Top of DATASET EXTRACT

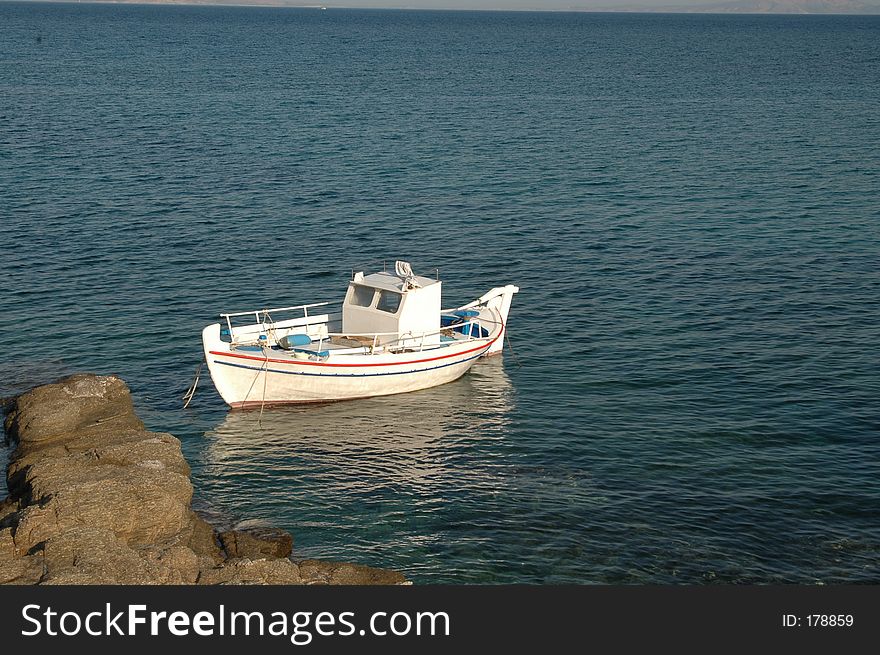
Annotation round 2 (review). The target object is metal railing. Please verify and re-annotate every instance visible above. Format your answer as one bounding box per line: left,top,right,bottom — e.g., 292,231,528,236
220,302,336,340
313,312,502,356
320,318,491,355
221,300,501,357
231,315,498,357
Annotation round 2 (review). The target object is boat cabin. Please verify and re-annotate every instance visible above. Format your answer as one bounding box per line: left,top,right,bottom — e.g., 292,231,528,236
342,269,441,346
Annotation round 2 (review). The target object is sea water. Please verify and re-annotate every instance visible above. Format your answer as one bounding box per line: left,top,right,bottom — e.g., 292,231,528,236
1,3,878,583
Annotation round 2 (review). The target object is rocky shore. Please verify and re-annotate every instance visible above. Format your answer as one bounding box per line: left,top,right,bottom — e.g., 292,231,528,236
0,374,406,585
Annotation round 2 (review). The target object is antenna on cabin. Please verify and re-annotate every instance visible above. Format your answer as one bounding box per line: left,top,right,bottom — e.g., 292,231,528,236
394,260,421,290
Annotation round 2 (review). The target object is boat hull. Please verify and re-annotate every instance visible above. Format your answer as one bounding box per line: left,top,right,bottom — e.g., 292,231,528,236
201,283,518,408
202,324,495,408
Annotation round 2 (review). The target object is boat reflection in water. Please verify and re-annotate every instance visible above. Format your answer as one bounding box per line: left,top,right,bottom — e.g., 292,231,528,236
200,358,515,568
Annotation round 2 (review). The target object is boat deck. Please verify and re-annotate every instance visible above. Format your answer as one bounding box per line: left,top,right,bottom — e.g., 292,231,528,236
229,330,467,360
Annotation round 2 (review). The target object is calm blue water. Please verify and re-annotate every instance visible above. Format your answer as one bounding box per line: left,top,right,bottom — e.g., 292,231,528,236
2,3,879,583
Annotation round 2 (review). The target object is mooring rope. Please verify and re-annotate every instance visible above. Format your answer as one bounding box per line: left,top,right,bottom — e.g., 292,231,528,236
182,360,203,409
241,349,269,408
259,348,269,429
504,324,522,368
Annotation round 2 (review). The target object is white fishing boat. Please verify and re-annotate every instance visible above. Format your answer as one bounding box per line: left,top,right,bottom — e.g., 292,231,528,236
201,261,519,408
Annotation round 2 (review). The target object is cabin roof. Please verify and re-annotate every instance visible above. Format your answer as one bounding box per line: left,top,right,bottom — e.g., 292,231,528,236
353,271,440,293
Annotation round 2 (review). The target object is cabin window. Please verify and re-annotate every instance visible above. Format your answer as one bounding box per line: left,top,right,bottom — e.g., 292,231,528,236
376,290,402,314
350,285,375,307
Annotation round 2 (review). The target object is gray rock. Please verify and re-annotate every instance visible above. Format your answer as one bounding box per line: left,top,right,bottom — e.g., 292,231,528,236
0,528,14,560
11,463,193,552
219,527,294,560
298,559,408,585
40,527,154,585
0,374,406,586
198,559,303,585
141,544,200,584
3,374,143,445
0,554,45,585
0,497,17,529
33,526,199,585
180,512,226,565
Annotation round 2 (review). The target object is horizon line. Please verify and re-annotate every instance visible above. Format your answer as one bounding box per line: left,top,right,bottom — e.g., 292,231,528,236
6,0,880,17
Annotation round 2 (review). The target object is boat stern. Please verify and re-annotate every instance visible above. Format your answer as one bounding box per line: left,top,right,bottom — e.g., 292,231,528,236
457,284,518,356
484,284,518,355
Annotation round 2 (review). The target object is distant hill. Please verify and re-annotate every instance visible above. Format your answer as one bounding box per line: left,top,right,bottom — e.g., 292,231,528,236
573,0,880,13
621,0,880,13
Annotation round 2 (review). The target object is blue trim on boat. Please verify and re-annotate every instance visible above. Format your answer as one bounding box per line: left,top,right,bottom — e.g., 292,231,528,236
454,323,489,338
213,349,488,378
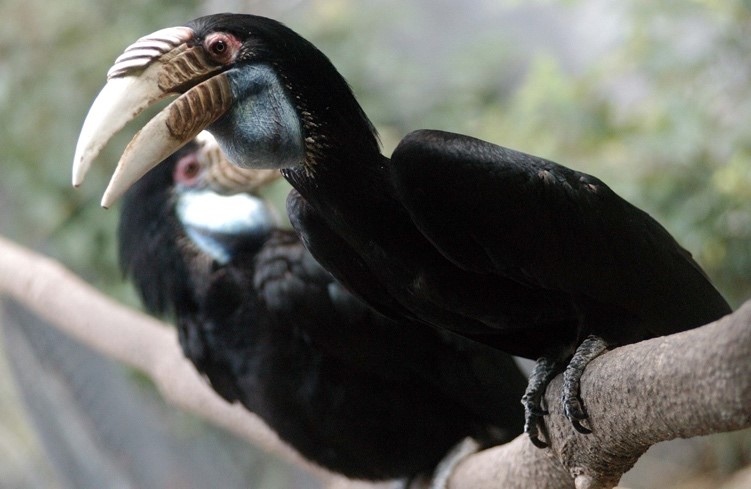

Bottom of DATASET EXTRACT

WHAT TO PRODUCE:
Only the pictures may be dropped; print every record exactly as given.

ANSWER TO THE PROBLEM:
Annotation round 2 (review). The target object is metal railing. Please verify and re-annotate every instance visible above. Format your answer as one bounding box per line: left,top,right,bottom — e.g., 292,231,528,236
220,302,336,340
313,312,502,356
320,318,491,355
221,300,501,357
231,315,498,357
Annotation round 2 (review). The target object is boat cabin. Please verify and re-annotate every instance visible above. Format your answer as one bounding box per line: left,top,right,bottom — e.g., 292,231,528,236
342,269,441,346
Annotation round 2 (review). The target object is sea water. Please verify and re-annotate every instance visible above. Format your answer as one bounding box per line: left,top,right,bottom — e.g., 292,231,528,236
1,3,878,583
Annotation round 2 (review). The target object is rocky shore. Please verify and re-annotate every instance visible above. Format your answer as one bounding box per line: left,top,right,bottom — e.g., 292,231,528,236
0,374,406,585
Annotation round 2 (review). The target object is antenna on cabin. Please verify and re-annotate every instance visible above. Format your answer as one bounding box per line: left,top,right,bottom — e.g., 292,231,528,236
394,260,421,290
Annotation round 2 (review). The target object is boat hull. Please verify and re-annotate every instance visible above. Format your answer as one bounding box per line: left,top,right,bottom — e.g., 292,231,528,236
201,283,518,408
202,324,495,408
Annotation round 2 (review). The target object is boat reflection in water. Please verify and re-annotate every instance visible above. Format your answer as one bounding box per line: left,top,right,bottom — e.g., 292,231,528,236
200,358,515,568
Annotation round 2 (review). The target object is boat deck. Please verify and re-annotate every instance visible above. Format your answer as one bounding box per line: left,top,right,bottom — e.g., 292,231,528,236
229,330,467,360
Annotation round 2 (review). The target object is calm blue water. Please verify and re-annotate every instance visible above. Format your answer as one bounding box per line: left,top,right,bottom — e.g., 292,231,528,236
2,3,879,583
Annotation round 2 (review). The target object is mooring rope. Please verify and re-annotate every instance visible above. Format your answer as one bounding box per line: left,top,right,bottom — e.g., 292,231,528,236
182,360,203,409
241,349,269,408
259,348,269,429
504,324,522,368
Annotation round 2 (review). The target object is white fishing boat. Please verify and re-annotate every instance visible above. Format your answer as one bounding box per line: left,top,right,bottom — e.g., 292,231,528,236
201,261,519,408
Annotation round 2 (review). The target object is cabin roof. Please verify and re-annotate every instance visible above. Format your answer as one bounding box per line: left,top,right,bottom — e.g., 292,231,528,236
353,271,440,293
Annotation round 2 (review). The target object is cabin window. Please verify and re-annotate every instance visible above. Format your answer as one bounding box per line: left,top,right,bottom — e.g., 292,231,528,236
376,290,402,314
350,285,375,307
Annotation round 2 (review). The target object is gray rock. Please verify and re-annotate every instance visible above. Format your answer as one bounding box per line: left,top,right,bottom — e.g., 292,231,528,236
0,528,14,560
11,463,193,552
219,527,294,560
298,559,408,585
40,527,154,585
0,374,406,586
198,559,303,585
141,544,200,584
3,374,143,445
0,554,45,585
0,497,17,529
33,526,199,585
180,512,226,565
Annotation round 2 (review). The target object is horizon line. Please verify and re-annotate every instance visible above. Format your answer as one bounding box per line: left,top,right,bottom — e.g., 292,231,528,236
6,0,880,17
Annotation round 2 (review). The target object is boat stern. Please verify and re-annotate every instance visible above. Format your answer as one bounding box per line: left,top,right,bottom — e.g., 292,231,528,236
457,284,518,356
484,284,518,355
Annotation round 2 (review). The target object is distant hill. Please verify and re-annotate every instance visible above. Format your answer as one bounding box per line: left,top,right,bottom — e.g., 292,231,528,236
573,0,880,13
621,0,880,13
Annotation round 2 (review). The target object is blue trim on boat. Please verify and re-annotate every instance visible above. Format your answer as one bounding box per line: left,top,right,bottom — e.g., 292,231,528,236
454,323,489,338
213,349,488,378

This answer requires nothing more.